**WORK INSTRUCTIONS:** Please retype exactly, and with nothing added, the lines of the material from the one with "box: [910, 630, 960, 807]" through the final one.

**RECORDS TO USE:**
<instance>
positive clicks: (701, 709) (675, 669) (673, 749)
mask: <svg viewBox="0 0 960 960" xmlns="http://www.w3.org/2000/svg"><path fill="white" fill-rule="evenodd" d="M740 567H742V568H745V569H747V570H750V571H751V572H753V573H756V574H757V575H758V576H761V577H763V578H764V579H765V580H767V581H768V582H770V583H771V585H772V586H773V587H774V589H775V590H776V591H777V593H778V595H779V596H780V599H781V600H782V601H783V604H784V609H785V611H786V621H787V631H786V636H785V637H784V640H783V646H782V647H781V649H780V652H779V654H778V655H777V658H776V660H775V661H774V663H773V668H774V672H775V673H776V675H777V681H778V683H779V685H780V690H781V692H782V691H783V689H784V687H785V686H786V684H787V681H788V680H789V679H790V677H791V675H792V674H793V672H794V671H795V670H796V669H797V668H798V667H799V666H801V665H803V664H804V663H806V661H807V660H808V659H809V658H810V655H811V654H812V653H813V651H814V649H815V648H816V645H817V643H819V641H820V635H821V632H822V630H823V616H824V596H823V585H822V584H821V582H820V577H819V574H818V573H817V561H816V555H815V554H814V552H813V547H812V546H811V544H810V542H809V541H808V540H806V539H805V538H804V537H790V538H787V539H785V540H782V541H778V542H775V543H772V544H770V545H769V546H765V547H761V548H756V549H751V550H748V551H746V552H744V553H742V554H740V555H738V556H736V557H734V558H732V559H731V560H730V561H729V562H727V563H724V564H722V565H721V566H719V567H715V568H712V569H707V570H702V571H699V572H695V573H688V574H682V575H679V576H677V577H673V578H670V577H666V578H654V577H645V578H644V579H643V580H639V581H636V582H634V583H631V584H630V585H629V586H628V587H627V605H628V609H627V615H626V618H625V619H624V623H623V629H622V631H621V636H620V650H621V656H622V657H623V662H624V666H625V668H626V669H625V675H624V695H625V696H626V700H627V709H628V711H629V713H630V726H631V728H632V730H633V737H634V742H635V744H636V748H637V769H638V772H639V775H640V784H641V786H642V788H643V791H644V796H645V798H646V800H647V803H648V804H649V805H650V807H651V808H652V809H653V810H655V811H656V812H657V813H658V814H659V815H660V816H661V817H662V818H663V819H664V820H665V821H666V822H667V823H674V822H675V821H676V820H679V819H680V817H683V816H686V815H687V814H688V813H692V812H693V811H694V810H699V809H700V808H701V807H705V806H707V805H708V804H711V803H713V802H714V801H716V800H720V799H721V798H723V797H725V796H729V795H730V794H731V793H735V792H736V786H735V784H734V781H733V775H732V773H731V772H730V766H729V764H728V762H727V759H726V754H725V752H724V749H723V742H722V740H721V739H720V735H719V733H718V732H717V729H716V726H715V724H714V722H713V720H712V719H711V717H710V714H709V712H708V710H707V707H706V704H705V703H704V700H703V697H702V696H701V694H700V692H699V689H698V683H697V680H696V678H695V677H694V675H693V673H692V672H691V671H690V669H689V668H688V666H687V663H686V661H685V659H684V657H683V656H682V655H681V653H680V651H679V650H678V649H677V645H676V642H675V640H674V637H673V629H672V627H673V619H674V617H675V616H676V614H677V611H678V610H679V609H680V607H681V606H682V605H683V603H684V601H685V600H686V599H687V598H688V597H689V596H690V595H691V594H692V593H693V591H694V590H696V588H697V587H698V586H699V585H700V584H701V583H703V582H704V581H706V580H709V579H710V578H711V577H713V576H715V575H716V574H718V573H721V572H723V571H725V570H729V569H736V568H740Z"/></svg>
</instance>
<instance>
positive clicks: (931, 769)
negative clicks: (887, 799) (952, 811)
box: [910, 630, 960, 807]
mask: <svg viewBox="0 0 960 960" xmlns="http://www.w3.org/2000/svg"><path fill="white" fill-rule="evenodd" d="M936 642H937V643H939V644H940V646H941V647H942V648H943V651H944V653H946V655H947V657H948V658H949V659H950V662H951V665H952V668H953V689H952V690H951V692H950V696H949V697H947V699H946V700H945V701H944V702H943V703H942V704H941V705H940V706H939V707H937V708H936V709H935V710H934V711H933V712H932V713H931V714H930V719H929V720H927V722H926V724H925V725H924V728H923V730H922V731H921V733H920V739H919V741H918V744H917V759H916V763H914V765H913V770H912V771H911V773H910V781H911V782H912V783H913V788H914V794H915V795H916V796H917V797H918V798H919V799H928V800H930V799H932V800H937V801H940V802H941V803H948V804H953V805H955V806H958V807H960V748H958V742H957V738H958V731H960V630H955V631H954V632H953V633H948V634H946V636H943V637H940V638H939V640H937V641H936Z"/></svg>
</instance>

**SOLUTION:**
box: [910, 630, 960, 807]
mask: <svg viewBox="0 0 960 960" xmlns="http://www.w3.org/2000/svg"><path fill="white" fill-rule="evenodd" d="M936 642H937V643H939V644H940V646H941V647H942V648H943V651H944V653H946V655H947V657H948V658H949V659H950V662H951V665H952V668H953V689H952V690H951V692H950V696H949V697H947V699H946V700H945V701H944V702H943V703H942V704H941V705H940V706H939V707H937V708H936V709H935V710H934V711H933V712H932V713H931V714H930V719H929V720H927V722H926V724H925V725H924V728H923V730H922V731H921V733H920V739H919V741H918V744H917V759H916V763H914V765H913V770H912V771H911V773H910V781H911V782H912V783H913V788H914V794H915V795H916V796H917V797H918V798H919V799H928V800H930V799H932V800H937V801H940V802H941V803H948V804H953V805H955V806H958V807H960V748H958V742H957V738H958V731H960V630H955V631H954V632H953V633H948V634H946V636H943V637H940V638H939V640H937V641H936Z"/></svg>
</instance>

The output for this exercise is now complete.